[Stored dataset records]
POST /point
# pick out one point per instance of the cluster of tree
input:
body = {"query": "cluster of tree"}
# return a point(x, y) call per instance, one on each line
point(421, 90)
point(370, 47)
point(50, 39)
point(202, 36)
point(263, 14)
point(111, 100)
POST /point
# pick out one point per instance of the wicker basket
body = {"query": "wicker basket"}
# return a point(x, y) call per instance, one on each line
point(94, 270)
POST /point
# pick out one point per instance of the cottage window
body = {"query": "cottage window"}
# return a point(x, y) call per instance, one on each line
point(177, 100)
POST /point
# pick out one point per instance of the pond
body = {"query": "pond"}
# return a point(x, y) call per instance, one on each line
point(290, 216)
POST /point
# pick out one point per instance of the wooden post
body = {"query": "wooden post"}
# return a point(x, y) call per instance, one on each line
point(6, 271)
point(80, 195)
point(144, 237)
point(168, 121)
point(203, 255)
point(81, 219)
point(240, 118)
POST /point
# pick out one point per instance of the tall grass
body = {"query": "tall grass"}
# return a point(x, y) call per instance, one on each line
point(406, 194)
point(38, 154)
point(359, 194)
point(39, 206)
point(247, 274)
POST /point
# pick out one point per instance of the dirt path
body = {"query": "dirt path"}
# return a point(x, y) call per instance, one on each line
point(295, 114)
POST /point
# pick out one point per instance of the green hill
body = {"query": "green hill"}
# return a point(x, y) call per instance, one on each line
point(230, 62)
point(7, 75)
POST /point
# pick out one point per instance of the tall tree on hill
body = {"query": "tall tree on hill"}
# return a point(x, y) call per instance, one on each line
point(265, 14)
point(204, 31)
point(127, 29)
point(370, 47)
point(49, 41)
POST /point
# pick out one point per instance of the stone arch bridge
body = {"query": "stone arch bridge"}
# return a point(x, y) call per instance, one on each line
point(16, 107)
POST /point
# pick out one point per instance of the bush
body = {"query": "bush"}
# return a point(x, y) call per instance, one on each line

◆ Objective: Render every line of the records as a JSON list of strings, one string per line, with blank lines omitted.

◆ Result below:
[
  "POST /point",
  "# pick out one point per instance of the cluster of tree",
  "input:",
  "body = {\"query\": \"cluster of tree\"}",
  "# return a point(x, y) call per instance, one on each line",
  "point(421, 90)",
  "point(370, 47)",
  "point(50, 39)",
  "point(202, 36)",
  "point(263, 14)",
  "point(111, 100)",
  "POST /point",
  "# pick out one point per instance of the wicker basket",
  "body = {\"query\": \"wicker basket\"}",
  "# return a point(x, y) call per instance, one on each line",
  "point(94, 270)",
  "POST /point",
  "# pick out one point per instance of the cottage window",
  "body = {\"query\": \"cottage window\"}",
  "# return a point(x, y) call per instance, one on each line",
  "point(177, 100)",
  "POST /point",
  "# pick out one point per instance of the pond",
  "body = {\"query\": \"pond\"}",
  "# return a point(x, y) call per instance, one on each line",
  "point(290, 216)",
  "POST /point",
  "# pick out one point per instance of the wooden post",
  "body = {\"query\": \"wooden post\"}",
  "# return a point(x, y) call per instance, one on each line",
  "point(6, 271)",
  "point(80, 195)",
  "point(144, 237)",
  "point(168, 121)",
  "point(203, 255)",
  "point(81, 219)",
  "point(240, 118)",
  "POST /point",
  "# pick out one point per instance of the tall grass",
  "body = {\"query\": \"tall grass\"}",
  "# return a point(x, y) call per instance, one on each line",
  "point(406, 194)",
  "point(38, 154)",
  "point(359, 194)",
  "point(39, 206)",
  "point(247, 274)",
  "POST /point",
  "# pick out one point per instance of the dirt path",
  "body = {\"query\": \"dirt path\"}",
  "# return a point(x, y) call per instance, one on each line",
  "point(295, 114)",
  "POST /point",
  "# pick out one point per instance of the green hill",
  "body = {\"query\": \"green hill\"}",
  "# return a point(x, y) call per instance, one on each line",
  "point(230, 62)",
  "point(7, 75)",
  "POST /point",
  "# pick out one point per instance of the tall tree on hill",
  "body = {\"query\": \"tall tree on hill\"}",
  "# return a point(x, y) call per instance, one on each line",
  "point(265, 14)",
  "point(204, 31)",
  "point(127, 29)",
  "point(370, 47)",
  "point(49, 41)",
  "POST /point",
  "# pick out one point per instance of the stone arch bridge",
  "body = {\"query\": \"stone arch bridge\"}",
  "# return a point(x, y) call per instance, one on each line",
  "point(16, 107)",
  "POST /point",
  "# pick out one point per instance of the bush",
  "body = {\"query\": \"bush\"}",
  "# return a point(x, y) call per instance, one on each line"
]